> Work to complete:
Give the entries back exactly, dropping each image.

> Material supplied:
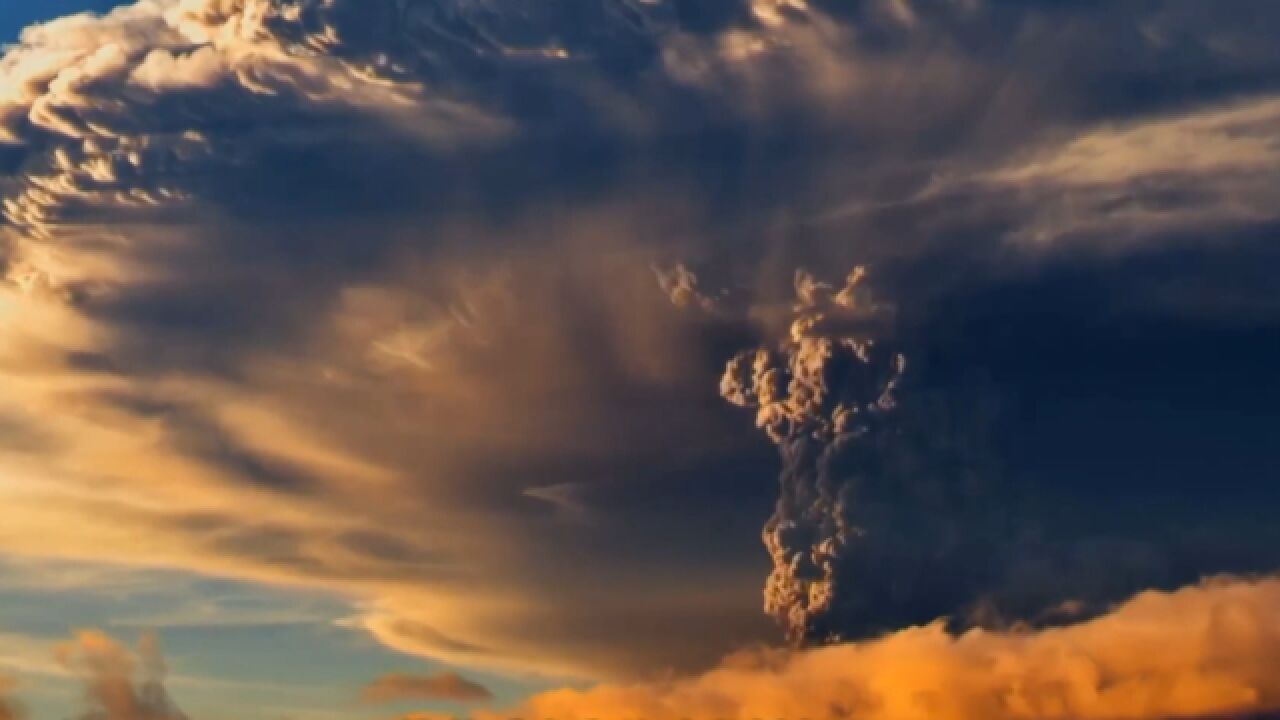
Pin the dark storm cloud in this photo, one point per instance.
(366, 288)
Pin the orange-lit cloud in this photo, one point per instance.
(9, 707)
(119, 684)
(1210, 650)
(263, 314)
(398, 687)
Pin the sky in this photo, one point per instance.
(892, 359)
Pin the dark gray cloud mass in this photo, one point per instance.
(383, 272)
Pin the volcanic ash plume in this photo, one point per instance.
(824, 392)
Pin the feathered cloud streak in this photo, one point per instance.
(380, 273)
(1205, 651)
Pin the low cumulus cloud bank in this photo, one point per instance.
(360, 295)
(1203, 651)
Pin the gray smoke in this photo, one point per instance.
(818, 397)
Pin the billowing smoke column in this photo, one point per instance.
(823, 393)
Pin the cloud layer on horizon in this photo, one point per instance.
(383, 273)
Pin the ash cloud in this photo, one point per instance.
(119, 684)
(412, 245)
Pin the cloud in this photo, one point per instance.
(1206, 650)
(118, 683)
(9, 709)
(443, 686)
(1208, 171)
(360, 296)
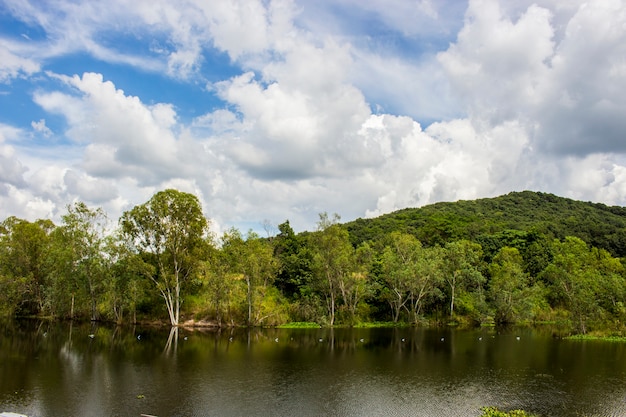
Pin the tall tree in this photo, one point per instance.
(461, 263)
(84, 230)
(398, 265)
(23, 251)
(253, 259)
(333, 260)
(170, 230)
(583, 279)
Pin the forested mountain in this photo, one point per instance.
(523, 257)
(542, 213)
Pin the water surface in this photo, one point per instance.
(51, 369)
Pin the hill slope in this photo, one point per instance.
(555, 217)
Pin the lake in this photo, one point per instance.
(64, 369)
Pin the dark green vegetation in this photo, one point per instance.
(521, 258)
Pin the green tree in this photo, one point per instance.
(77, 263)
(461, 268)
(253, 259)
(24, 247)
(333, 260)
(398, 267)
(170, 231)
(512, 296)
(585, 281)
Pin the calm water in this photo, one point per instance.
(68, 370)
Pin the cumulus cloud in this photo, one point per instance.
(320, 115)
(569, 93)
(12, 64)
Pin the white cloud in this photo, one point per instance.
(528, 95)
(12, 64)
(41, 127)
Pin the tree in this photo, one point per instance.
(412, 273)
(294, 258)
(83, 230)
(24, 248)
(461, 267)
(333, 260)
(586, 281)
(169, 230)
(509, 291)
(253, 259)
(398, 260)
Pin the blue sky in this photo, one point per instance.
(279, 110)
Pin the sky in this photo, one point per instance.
(280, 110)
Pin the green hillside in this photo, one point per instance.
(541, 213)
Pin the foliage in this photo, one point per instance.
(520, 258)
(528, 214)
(169, 232)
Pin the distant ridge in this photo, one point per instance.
(597, 224)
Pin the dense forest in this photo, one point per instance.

> Response to the exercise:
Pin the dark storm cloud in this photo, one point per instance.
(366, 288)
Pin the orange-lit cloud in this photo, one point per instance.
(9, 707)
(119, 684)
(1210, 650)
(263, 314)
(398, 687)
Pin the sky in this photo, one point per instance.
(892, 359)
Pin the dark gray cloud mass in this photo, one point per instance.
(383, 272)
Pin the volcanic ash plume in this photo, one point per instance.
(824, 392)
Pin the feathered cloud streak in this photo, one point per instance.
(380, 273)
(1205, 651)
Pin the low cumulus cloud bank in this photo, one point per instance.
(360, 295)
(1203, 651)
Pin the gray smoke in this photo, one point per instance.
(818, 397)
Pin the billowing smoke column in this photo, one point per instance.
(823, 393)
Pin the cloud layer on horizon in this photo, one point per instance.
(383, 273)
Pin the ash cloud in this photo, one point per instance.
(119, 684)
(412, 245)
Pin the cloud in this photo, one point per instance.
(1206, 650)
(118, 683)
(9, 709)
(443, 686)
(1208, 171)
(360, 296)
Pin the tall tree in this photo, one point per instance.
(461, 263)
(84, 230)
(398, 265)
(23, 251)
(253, 259)
(333, 260)
(170, 230)
(583, 279)
Pin the forested mountain in this photo, one point per instance.
(523, 257)
(542, 213)
Pin the water surface in this photo, one point per instance.
(51, 369)
Pin the hill slope in this photo, one point per instance.
(555, 217)
Pin the lake in this photo, one point per instance.
(64, 369)
Pin the dark green vegetation in this photo, one point per instance.
(521, 258)
Pin the green tree in this photo, one point per instance.
(77, 263)
(461, 268)
(253, 259)
(24, 247)
(333, 260)
(398, 267)
(170, 231)
(512, 296)
(585, 281)
Pin the calm water in this photo, one point per instance.
(68, 370)
Pin the cumulus cloud in this photo, one point per instance.
(320, 115)
(569, 93)
(12, 64)
Pin the white cloud in this photo, one point per instance.
(528, 95)
(12, 64)
(41, 127)
Pin the tree in this photo, one point per instance.
(412, 273)
(294, 258)
(83, 230)
(24, 248)
(461, 267)
(333, 260)
(586, 281)
(169, 230)
(509, 291)
(253, 259)
(398, 260)
Pin the blue sky in this photo, one point per instance.
(279, 110)
Pin the sky in this photo, one point per instance.
(280, 110)
Pin the green hillside in this photo, one point per instance.
(541, 213)
Pin the foliage in this photo, one point per instance.
(520, 258)
(528, 214)
(169, 232)
Pin the distant ridge in this photo, one point per instance.
(597, 224)
Pin the dense forest in this photo, one point per instance.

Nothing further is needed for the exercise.